_SOURCE PASSAGE:_
Engineered Microenvironments to Mimic the Physical and Biochemical Properties of Healthy and Diseased Tissue.
Nov 5, 2021
2:30PM to 3:30PM
Date(s) - 05/11/2021
2:30 pm - 3:30 pm
In nature, cells occupy complex microenvironments (niches) where various cell types interact with physical and biochemical stimuli that regulate their behaviour and phenotype. These stimuli exist in the cellular niche and are recognized by cells at scales of microns to nanometres. Cells respond to their physical environment by sensing the stiffness, topography, and stresses applied to the extra cellular matrix (ECM). Cells also respond to soluble and surface-bound biochemical cues through receptor-mediated signaling cascades that are sensitive to the spatial (e.g., gradients) and temporal (e.g., on-off signaling) modulation of such stimuli. Identifying how cells respond to stimuli in nature and reproducing these interactions in vitro is key to understanding how cell dysfunction arises from processes triggered by aging and disease. Our group has developed methods to tune the physical and biochemical cues presented by microfabricated scaffolds and study how cells respond to these stimuli in vitro. In this talk, I will present our work on: 1) assessing the impact of the micro- to nanotopography on macrophage phenotype and function, 2) tuning the topography and surface functionality of 3D printed scaffolds through cellulose nanocrystal coatings, and 3) developing new inks for extrusion 3D bioprinting of scaffolds with tuneable mechanical and biochemical properties.
Jose Moran-Mirabal is an Associate Professor in the Department of Chemistry and Chemical Biology at McMaster University, the Canada Research Chair in Micro and Nanostructured Materials, and the Scientific Director of McMaster’s Centre for Advanced Light Microscopy. Jose’s research combines strengths in micro- and nanofabrication, surface chemistry, and high-resolution fluorescence microscopy to design and study materials at the micrometer to nanometer scale.
Jose obtained a BSc in Engineering Physics and MSc in Biotechnology from ITESM, in Monterrey, Mexico. He then joined the group of Prof. Harold Craighead at Cornell University, where he performed research on the application of micro- and nanofabricated surfaces for the study of lipid membranes. He received his PhD in Applied Physics from Cornell University in 2007. He worked as Post-Doctoral (2007-2009) and Research Associate (2009-2011) in the Biofuels Research Laboratory at Cornell University under the supervision of Prof. Larry Walker. Jose joined the Department of Chemistry and Chemical Biology at McMaster University in July 2011.

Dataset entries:
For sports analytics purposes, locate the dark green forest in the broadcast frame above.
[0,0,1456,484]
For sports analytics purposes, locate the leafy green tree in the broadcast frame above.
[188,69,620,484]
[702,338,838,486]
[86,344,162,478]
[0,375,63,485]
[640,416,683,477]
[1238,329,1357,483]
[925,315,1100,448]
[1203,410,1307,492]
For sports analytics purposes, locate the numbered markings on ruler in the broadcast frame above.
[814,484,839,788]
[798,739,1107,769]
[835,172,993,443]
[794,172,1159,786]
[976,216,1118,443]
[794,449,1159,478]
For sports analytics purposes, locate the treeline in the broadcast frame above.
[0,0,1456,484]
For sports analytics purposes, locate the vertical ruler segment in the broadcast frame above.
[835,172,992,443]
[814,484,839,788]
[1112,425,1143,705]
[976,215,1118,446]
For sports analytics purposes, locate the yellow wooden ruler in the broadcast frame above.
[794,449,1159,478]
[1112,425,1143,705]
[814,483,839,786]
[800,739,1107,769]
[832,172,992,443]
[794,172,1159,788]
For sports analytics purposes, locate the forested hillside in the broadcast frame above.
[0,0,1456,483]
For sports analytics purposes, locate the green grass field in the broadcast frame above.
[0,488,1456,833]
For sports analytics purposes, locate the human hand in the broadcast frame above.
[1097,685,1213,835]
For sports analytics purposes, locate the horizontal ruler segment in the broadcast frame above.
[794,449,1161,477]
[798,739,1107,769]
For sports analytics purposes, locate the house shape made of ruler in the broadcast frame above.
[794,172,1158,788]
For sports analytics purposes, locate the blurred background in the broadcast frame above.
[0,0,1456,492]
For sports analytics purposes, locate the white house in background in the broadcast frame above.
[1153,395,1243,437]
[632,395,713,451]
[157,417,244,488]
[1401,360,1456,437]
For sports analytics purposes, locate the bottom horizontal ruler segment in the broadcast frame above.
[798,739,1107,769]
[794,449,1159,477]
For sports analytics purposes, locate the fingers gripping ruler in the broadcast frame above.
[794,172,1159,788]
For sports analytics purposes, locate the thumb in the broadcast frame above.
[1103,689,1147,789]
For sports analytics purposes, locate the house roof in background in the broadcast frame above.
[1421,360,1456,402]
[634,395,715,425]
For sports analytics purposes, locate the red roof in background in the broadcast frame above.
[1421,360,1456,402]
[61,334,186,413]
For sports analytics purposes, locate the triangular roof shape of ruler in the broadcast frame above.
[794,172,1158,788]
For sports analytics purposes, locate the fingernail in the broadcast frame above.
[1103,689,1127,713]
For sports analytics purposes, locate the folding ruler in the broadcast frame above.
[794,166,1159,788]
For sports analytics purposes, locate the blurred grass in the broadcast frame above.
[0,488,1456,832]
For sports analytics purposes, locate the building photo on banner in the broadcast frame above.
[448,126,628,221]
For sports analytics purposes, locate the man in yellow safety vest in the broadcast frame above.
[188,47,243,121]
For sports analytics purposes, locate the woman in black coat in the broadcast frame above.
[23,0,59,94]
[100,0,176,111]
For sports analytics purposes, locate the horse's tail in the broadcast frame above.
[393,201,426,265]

_REQUIREMENT:_ According to the seminar announcement, in what year and from which university did Jose Moran-Mirabal receive his PhD?

_ANSWER BELOW:_ He received his PhD in Applied Physics from Cornell University in 2007.